[WORK ITEM A]
Which types of copyrighted works does the article on OpenAI's Media Manager say the tool aims to identify?
[WORK ITEM B]
Copy the part of the article on OpenAI's Media Manager that opens with the words containing "OpenAI is developing" and closes with "the AI industry.".
[WORK ITEM C]
Answer these questions from the article on OpenAI's Media Manager:
(i) In what year is Media Manager set to be released?
(ii) Which file on their websites can creators currently add a string of code to in order to prevent scraping?
(iii) What has OpenAI stated it does not preserve?

[EXTRACT TO READ]
◇ ◇ ◇ ◇ ◇
OpenAI is developing a tool called Media Manager, set to be released in 2025, which will allow creators to control how their works are used in machine learning research and training. The tool aims to identify copyrighted text, images, audio, and video across multiple sources and reflect creator preferences. It is part of OpenAI's effort to position itself as an ethical actor in the AI industry.
The need for Media Manager arises from the limitations of existing protections against AI data scraping. Currently, creators can add a string of code to the robots.txt file on their websites to prevent scraping. However, this solution is insufficient for creators who post work on platforms they don't control, or who wish to exempt only certain works from AI data scraping. OpenAI's Media Manager will offer more granular control and optionality.
The development of Media Manager comes in response to criticism and legal action against AI companies, including OpenAI, for scraping the web for data without express permission, consent, or compensation from creators. OpenAI has defended its practices by pointing to the long-standing acceptance of web crawling and scraping by many companies.
Despite ongoing legal issues, OpenAI aims to present itself as a cooperative and ethical entity. However, some creators may view this move as too little, too late, as their works have already been used to train AI models. OpenAI has stated that it does not preserve copies of scraped data, but rather uses it to generate new content and ideas.
The Media Manager tool could potentially offer a more efficient and user-friendly way to block AI training than existing options. However, it remains unclear whether creators will trust the tool, and whether it will be able to block training by rival models.
◇ ◇ ◇ ◇ ◇
[Recorded data]
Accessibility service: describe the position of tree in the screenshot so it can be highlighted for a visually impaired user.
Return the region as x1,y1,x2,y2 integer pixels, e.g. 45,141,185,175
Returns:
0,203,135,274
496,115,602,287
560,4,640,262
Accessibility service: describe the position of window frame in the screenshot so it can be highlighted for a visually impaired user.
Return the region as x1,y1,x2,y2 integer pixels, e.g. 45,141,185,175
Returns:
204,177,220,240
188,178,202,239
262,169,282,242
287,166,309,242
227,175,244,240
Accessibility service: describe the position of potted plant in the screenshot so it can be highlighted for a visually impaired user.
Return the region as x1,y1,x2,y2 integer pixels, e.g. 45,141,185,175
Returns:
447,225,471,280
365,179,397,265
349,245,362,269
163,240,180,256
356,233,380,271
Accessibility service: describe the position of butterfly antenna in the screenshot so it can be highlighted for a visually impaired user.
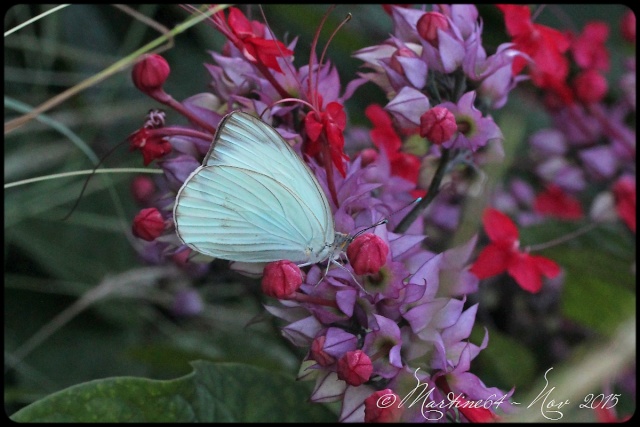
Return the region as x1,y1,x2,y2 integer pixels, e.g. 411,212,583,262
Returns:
60,139,127,221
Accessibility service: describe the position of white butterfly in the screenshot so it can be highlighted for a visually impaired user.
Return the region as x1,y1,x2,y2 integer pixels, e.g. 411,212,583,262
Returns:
173,111,352,266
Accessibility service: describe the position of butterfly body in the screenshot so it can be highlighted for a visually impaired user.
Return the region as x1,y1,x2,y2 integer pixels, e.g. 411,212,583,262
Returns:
174,112,349,265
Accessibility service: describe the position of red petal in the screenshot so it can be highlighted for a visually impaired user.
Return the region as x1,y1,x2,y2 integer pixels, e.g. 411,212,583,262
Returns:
364,104,392,128
482,208,519,244
390,153,421,184
529,255,560,279
229,7,253,38
325,101,347,130
507,253,542,294
304,111,322,141
469,244,511,279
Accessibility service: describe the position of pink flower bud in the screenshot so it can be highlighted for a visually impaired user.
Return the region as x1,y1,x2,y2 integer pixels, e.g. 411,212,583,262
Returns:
262,260,302,299
360,148,378,167
620,10,636,44
129,128,171,166
364,388,404,423
131,208,164,242
420,107,458,145
417,12,449,47
131,54,171,94
131,175,156,204
573,70,608,104
337,350,373,387
347,233,389,275
311,335,336,366
389,47,418,76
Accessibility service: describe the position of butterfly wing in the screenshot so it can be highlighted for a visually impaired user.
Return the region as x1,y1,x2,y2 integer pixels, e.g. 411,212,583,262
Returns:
174,112,335,263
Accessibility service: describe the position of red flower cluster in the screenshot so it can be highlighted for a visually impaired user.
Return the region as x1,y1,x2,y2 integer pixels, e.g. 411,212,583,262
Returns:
469,208,560,293
216,7,293,73
304,99,349,176
364,104,424,197
533,184,583,220
498,5,609,105
498,4,571,101
129,128,171,166
613,176,636,233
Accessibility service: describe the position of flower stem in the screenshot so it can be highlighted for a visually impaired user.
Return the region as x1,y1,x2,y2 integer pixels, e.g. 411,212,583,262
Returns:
285,292,338,308
149,90,216,135
525,222,599,252
393,148,451,233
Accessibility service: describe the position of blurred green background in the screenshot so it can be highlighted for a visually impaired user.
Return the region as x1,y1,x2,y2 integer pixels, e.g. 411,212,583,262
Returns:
4,5,635,422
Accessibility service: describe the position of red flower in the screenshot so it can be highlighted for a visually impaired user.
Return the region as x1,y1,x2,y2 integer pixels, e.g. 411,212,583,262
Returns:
364,388,404,423
131,53,171,94
261,260,303,299
336,350,373,387
304,100,349,176
226,7,293,73
620,10,636,44
533,185,583,220
347,233,389,275
131,208,165,242
469,208,560,293
129,128,171,166
416,12,449,47
573,69,609,104
498,5,571,103
364,104,424,197
420,107,458,145
613,176,636,233
571,21,609,71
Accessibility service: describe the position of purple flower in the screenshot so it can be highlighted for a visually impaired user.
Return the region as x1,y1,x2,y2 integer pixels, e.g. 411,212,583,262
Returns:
439,91,503,151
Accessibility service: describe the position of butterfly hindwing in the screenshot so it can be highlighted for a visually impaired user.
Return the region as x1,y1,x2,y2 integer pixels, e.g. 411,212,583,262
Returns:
174,112,334,263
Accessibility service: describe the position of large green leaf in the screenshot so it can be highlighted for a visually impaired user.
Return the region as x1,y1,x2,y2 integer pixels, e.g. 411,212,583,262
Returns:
11,361,336,422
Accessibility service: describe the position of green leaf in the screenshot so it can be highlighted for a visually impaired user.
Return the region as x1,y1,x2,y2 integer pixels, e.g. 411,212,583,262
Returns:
11,361,336,422
551,249,636,335
471,324,537,390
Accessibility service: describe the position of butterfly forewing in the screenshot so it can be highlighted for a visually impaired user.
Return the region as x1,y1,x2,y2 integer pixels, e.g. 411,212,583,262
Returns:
174,112,334,263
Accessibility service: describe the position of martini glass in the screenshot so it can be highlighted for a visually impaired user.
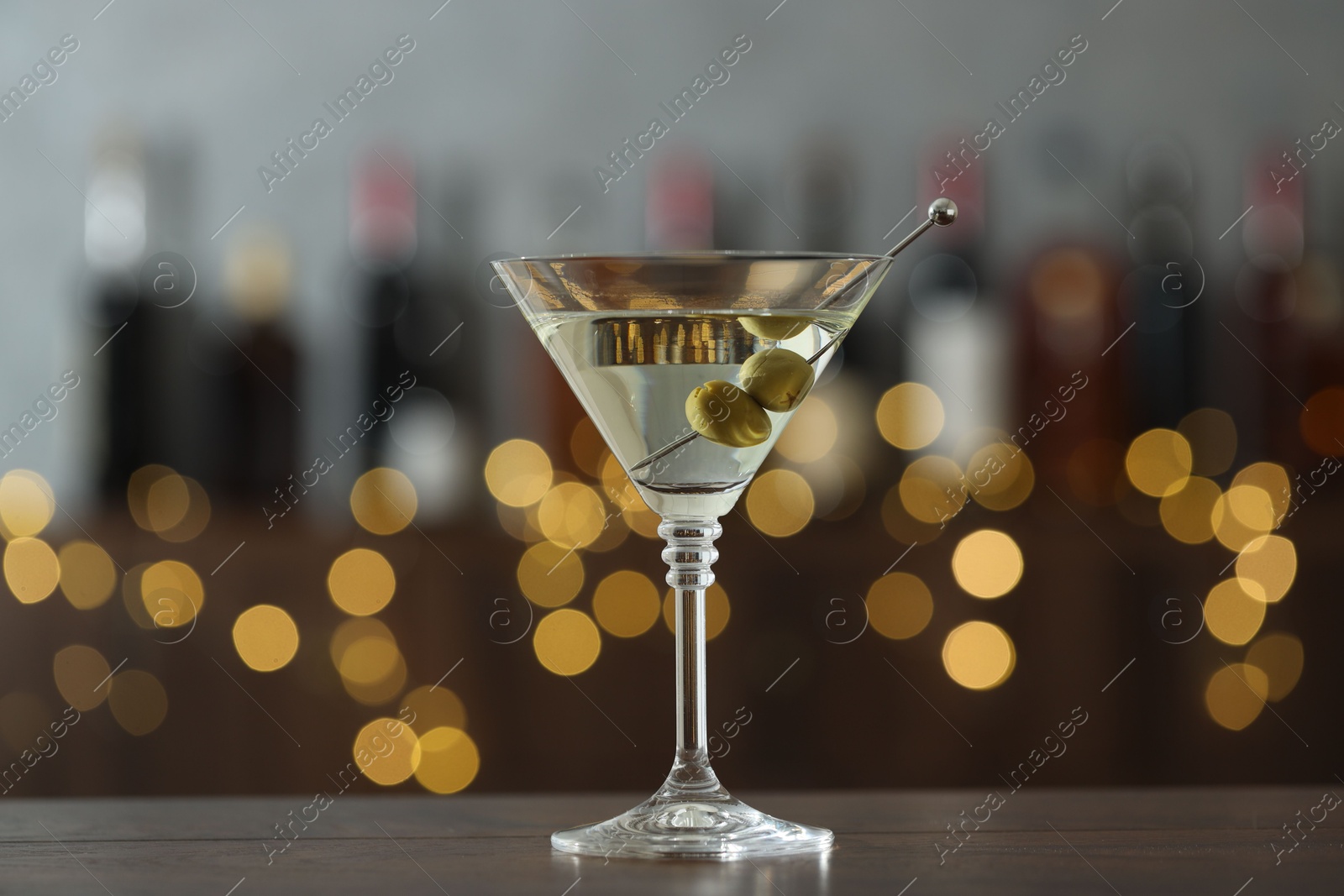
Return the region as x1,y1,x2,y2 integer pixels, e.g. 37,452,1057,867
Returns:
495,200,956,858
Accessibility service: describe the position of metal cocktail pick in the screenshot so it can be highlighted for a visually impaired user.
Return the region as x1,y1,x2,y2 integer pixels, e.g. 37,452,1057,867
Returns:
629,199,957,473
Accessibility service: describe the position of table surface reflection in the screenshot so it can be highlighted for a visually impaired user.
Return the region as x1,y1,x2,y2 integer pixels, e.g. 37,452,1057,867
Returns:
0,784,1344,896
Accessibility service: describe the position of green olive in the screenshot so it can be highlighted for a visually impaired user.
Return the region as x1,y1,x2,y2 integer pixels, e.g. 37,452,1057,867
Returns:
741,348,815,414
738,314,811,341
685,380,770,448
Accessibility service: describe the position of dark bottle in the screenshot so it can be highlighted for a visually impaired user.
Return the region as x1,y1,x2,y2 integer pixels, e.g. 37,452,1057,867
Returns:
◇ ◇ ◇ ◇ ◇
[WORKED SOLUTION A]
Text, images, audio, video

[WORKED SOLUTION B]
OpenAI is developing a tool called Media Manager, set to be released in 2025, which will allow creators to control how their works are used in machine learning research and training. The tool aims to identify copyrighted text, images, audio, and video across multiple sources and reflect creator preferences. It is part of OpenAI's effort to position itself as an ethical actor in the AI industry.

[WORKED SOLUTION C]
(i) 2025
(ii) The robots.txt file
(iii) Copies of scraped data